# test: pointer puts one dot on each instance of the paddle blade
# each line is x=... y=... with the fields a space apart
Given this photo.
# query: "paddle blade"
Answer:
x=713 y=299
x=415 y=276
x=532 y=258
────
Can you rescale the lines above by writing all of them out again, requests included, with every x and y coordinate in the answers multiplied by 0.25 and rounded to a whole number (halves round up)?

# test: pointer puts one dot on each instance of the paddle blade
# each line is x=... y=... with the fields a space apart
Given this photo.
# query: "paddle blade"
Answer:
x=178 y=75
x=104 y=69
x=133 y=65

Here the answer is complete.